*Assignment:*
The whole listing below is to be repeated without alteration.

*Records for the task:*
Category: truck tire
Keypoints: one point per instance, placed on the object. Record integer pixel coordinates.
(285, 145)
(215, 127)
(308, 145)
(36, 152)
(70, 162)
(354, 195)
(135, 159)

*Response to the task:*
Category: truck tire
Keypoints: one point per instance, placed on the object. Record integer pixel coordinates.
(285, 145)
(215, 127)
(308, 145)
(36, 152)
(70, 162)
(354, 195)
(135, 159)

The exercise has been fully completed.